> [Entries shown]
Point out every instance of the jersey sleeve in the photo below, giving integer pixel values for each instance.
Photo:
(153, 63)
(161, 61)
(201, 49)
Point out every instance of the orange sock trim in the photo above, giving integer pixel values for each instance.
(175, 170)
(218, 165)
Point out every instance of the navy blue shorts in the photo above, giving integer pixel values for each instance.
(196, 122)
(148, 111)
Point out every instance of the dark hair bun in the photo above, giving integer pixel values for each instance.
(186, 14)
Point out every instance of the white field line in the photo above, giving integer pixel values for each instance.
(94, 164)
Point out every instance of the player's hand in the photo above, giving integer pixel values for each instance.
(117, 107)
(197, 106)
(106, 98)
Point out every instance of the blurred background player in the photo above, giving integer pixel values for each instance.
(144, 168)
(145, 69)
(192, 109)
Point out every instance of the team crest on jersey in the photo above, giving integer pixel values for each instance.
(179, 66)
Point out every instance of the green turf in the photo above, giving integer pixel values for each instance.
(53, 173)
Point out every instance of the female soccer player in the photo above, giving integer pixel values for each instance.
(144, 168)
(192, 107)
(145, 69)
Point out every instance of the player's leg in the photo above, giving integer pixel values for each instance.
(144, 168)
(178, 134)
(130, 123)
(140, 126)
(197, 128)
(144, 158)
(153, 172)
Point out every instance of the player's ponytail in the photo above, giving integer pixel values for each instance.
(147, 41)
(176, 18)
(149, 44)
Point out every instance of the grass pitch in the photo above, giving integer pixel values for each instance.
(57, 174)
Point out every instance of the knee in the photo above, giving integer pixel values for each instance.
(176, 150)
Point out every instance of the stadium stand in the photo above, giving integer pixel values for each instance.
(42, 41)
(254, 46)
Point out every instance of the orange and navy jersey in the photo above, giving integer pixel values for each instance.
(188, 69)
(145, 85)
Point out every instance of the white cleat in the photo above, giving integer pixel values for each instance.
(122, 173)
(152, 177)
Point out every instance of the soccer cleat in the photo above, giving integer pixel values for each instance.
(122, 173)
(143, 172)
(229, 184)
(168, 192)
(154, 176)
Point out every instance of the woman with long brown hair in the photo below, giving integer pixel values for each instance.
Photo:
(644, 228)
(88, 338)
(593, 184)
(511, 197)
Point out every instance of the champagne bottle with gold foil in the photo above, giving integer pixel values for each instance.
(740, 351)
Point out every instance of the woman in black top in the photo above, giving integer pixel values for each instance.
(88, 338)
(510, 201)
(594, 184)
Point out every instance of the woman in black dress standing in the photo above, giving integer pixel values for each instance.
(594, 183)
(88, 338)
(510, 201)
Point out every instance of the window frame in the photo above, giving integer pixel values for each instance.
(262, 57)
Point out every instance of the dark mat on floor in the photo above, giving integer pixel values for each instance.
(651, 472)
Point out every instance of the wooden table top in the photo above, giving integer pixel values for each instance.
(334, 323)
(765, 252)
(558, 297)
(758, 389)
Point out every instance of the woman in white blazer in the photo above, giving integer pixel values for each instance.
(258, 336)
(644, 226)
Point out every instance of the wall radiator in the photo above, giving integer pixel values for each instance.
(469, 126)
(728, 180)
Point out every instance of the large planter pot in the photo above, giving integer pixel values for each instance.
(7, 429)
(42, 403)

> [What the task requires] Output the complete data exactly as written.

> [Task response]
Point out every instance of the jersey sleeve in the photo below, giving integer pixel values for each instance.
Photo:
(153, 63)
(161, 61)
(201, 49)
Point out every instance of the orange sock trim in the photo above, giving integer pixel values for each instance.
(175, 170)
(218, 165)
Point out every instance of the navy blue shorts in the photo above, giving integer pixel values for each instance.
(196, 122)
(148, 111)
Point out every instance of the dark hair bun in the photo above, giving integer pixel values for each instance.
(186, 14)
Point out every instance of the white field line in the photo above, giving integer pixel values for each instance.
(94, 164)
Point out every instance of the player's hand in the photo above, giving integer pixel values for each instance.
(117, 107)
(197, 106)
(106, 98)
Point out every instance of the blurred background player in the photo above, giving integer pixel values for each instance.
(144, 168)
(145, 69)
(192, 109)
Point out every instance of the team crest on jersey in the photo above, giving integer pixel values for each instance.
(179, 66)
Point out every instance of the green turf in the photo above, giving integer pixel values for each instance.
(53, 173)
Point out every instance of the female soccer player in the photo above, giving integer pixel values for each instance.
(144, 168)
(192, 107)
(145, 69)
Point out every instance of the player's leg in the photo above, giving integer pixel values for each instance.
(144, 168)
(178, 134)
(130, 123)
(140, 126)
(197, 128)
(144, 158)
(153, 172)
Point out every instance of the player's ponytail in the photo above, giving integer pixel values for each instance.
(147, 41)
(176, 18)
(149, 44)
Point out every instance of the grass pitch in the photo above, giving integer pixel values for each instance.
(57, 174)
Point out every instance of the knee in the photo above, giving integer pixel values for each instance.
(176, 150)
Point out every instance of the stadium stand in the photo above, giving integer pixel values for each instance.
(42, 41)
(254, 46)
Point out every instance of the orange and navy jersey in the photo above, giving integer pixel values for each instance.
(188, 69)
(145, 85)
Point out every instance of the white cleat in the photo above, giving integer pixel values for each instance.
(122, 173)
(152, 177)
Point out every instance of the soccer cleat in the photo above, giving integer pixel values for each instance.
(122, 173)
(143, 172)
(229, 184)
(168, 192)
(154, 176)
Point out every instance of the woman with long brown hair in the photo below, giving integer pixel values for each instance.
Photo:
(644, 228)
(88, 338)
(593, 184)
(511, 197)
Point out every instance of the champagne bottle with gold foil in the photo above, giving integer pixel values for each instance.
(740, 351)
Point out every instance of the woman in black top in the photo above, giving integer pixel values for each instance.
(88, 338)
(510, 201)
(594, 184)
Point out every instance of the woman in black dress standing in the photo above, giving integer pixel values for each instance.
(594, 183)
(88, 338)
(510, 201)
Point out every instance of the window frame in the photo above, giving integer pixel values for each instance.
(262, 57)
Point out every instance of the dark mat on floor in the photo above, giving integer pixel values for each instance.
(651, 472)
Point out every instance of the wooden table top in the photo above, giving integer pixel values for each instance.
(334, 323)
(765, 252)
(558, 297)
(758, 389)
Point out every instance of the woman in white blazer in the photo above, giving integer pixel values for each instance.
(258, 336)
(644, 226)
Point out every instance of the wall radiator in the photo above, giving integer pixel values for each instance.
(469, 126)
(728, 180)
Point out every instance of the large planter pot in the photo above, giving integer pixel values for each instance.
(7, 429)
(42, 403)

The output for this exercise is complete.